┏━━
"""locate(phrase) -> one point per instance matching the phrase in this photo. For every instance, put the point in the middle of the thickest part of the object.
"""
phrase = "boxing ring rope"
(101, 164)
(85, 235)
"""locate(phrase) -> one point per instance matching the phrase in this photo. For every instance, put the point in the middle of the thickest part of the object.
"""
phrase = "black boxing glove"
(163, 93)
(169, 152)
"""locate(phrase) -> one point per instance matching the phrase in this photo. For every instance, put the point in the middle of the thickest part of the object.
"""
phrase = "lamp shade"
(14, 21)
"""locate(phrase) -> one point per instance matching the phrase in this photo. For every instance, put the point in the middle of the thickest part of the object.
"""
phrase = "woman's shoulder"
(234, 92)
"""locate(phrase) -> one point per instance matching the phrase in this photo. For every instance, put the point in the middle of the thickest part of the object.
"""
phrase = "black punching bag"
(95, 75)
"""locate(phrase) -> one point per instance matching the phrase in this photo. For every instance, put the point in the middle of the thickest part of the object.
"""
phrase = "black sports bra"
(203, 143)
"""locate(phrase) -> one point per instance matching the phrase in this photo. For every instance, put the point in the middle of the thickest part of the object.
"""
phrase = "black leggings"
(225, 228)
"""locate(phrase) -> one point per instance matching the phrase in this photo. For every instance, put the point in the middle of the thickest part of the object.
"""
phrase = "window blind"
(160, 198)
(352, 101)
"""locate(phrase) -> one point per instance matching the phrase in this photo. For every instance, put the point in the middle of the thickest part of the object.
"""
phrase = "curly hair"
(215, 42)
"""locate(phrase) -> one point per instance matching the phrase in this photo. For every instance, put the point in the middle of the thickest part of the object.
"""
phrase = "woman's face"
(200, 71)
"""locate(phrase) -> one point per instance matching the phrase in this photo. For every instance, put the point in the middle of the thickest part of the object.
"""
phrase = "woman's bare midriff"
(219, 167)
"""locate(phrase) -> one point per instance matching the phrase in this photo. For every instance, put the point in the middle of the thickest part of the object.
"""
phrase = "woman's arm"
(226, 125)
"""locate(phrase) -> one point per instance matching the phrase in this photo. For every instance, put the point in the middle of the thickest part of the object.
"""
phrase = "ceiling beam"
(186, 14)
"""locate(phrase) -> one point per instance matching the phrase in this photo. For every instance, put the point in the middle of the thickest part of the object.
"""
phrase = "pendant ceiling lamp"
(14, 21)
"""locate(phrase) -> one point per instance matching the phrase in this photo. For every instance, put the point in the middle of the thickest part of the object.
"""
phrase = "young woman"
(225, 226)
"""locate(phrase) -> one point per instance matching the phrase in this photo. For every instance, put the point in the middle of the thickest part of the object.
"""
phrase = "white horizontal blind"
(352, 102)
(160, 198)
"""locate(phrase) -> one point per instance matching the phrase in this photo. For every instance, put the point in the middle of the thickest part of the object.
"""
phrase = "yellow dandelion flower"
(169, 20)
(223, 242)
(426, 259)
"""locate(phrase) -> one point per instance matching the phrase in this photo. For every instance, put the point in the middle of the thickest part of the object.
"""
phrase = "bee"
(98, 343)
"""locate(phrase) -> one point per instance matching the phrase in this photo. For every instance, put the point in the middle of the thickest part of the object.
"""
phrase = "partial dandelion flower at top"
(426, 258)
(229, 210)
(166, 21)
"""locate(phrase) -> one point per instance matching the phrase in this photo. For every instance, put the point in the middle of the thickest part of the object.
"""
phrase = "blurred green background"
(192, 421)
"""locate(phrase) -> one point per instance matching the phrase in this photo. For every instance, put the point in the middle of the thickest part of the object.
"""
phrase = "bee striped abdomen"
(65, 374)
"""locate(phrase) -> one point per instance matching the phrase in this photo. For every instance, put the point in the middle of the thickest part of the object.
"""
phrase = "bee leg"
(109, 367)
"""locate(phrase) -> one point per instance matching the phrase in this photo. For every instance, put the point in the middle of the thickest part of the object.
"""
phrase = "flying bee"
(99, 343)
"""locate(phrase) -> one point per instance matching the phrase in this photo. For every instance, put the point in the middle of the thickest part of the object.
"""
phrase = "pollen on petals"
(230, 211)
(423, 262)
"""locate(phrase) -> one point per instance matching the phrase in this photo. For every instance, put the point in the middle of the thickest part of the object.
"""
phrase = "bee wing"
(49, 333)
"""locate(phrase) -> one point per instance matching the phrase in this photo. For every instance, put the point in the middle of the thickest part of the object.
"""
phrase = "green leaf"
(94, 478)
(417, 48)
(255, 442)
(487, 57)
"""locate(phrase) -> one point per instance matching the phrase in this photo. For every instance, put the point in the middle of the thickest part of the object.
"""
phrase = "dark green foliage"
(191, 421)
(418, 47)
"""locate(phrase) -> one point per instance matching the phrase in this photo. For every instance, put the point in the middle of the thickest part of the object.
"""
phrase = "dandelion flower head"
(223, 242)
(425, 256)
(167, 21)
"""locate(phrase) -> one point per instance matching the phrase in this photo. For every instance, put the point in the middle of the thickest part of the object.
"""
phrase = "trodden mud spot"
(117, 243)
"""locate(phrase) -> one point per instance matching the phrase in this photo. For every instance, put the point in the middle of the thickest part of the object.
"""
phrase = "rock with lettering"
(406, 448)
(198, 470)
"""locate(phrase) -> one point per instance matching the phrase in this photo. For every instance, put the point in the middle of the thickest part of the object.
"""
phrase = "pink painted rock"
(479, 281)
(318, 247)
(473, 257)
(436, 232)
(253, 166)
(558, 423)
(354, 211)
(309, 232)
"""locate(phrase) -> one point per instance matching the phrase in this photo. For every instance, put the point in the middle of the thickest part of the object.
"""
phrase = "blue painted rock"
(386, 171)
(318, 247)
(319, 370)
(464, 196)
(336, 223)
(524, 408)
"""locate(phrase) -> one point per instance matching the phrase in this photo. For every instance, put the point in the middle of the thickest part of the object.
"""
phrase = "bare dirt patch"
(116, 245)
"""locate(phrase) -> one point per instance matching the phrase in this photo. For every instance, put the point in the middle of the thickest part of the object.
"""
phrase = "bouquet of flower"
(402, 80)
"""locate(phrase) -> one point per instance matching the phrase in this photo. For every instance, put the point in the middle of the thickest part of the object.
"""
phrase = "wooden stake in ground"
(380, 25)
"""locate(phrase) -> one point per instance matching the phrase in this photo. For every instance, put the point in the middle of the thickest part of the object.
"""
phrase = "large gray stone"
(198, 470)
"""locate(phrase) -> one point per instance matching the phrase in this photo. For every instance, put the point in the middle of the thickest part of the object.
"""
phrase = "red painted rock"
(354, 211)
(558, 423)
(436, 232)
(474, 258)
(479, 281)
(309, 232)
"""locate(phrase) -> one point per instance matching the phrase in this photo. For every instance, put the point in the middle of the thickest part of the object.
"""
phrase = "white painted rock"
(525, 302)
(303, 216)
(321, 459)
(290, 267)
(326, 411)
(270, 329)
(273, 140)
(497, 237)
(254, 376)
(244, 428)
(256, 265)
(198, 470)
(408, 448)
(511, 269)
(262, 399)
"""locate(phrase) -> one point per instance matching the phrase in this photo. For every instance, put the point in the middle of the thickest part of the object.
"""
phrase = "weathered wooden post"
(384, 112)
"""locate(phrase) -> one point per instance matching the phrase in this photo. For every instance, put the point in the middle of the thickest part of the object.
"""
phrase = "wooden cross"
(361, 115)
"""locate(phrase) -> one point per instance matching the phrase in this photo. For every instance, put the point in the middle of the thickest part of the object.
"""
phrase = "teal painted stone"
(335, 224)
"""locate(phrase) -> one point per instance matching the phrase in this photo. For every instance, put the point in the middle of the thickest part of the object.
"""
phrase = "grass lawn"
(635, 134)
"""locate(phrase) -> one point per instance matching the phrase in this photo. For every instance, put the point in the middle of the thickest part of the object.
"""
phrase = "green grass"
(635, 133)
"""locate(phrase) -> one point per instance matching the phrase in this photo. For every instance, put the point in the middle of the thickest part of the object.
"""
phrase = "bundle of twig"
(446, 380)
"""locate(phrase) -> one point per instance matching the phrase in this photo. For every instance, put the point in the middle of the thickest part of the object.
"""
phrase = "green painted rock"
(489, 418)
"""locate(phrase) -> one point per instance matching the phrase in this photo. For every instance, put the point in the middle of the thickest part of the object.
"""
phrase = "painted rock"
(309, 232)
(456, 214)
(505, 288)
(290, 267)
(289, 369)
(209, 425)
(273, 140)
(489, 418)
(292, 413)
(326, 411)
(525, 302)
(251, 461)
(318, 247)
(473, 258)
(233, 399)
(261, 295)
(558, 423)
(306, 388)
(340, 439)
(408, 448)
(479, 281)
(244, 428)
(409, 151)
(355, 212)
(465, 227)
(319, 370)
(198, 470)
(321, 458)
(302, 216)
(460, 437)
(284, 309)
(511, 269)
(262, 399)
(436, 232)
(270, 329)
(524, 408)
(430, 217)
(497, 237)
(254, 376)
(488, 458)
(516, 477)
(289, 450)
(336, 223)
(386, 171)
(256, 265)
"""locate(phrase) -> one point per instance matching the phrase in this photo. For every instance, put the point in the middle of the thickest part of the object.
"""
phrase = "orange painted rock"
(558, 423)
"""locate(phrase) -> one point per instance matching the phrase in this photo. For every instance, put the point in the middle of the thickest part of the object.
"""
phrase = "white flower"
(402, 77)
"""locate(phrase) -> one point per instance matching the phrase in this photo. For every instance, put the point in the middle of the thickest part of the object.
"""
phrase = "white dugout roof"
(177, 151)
┗━━
> _Written problem_
Report every line of the records that contains the word "white".

> _Reply_
phrase = "white horizontal blind"
phrase = "white painted rock"
phrase = "white flower"
phrase = "white dugout roof"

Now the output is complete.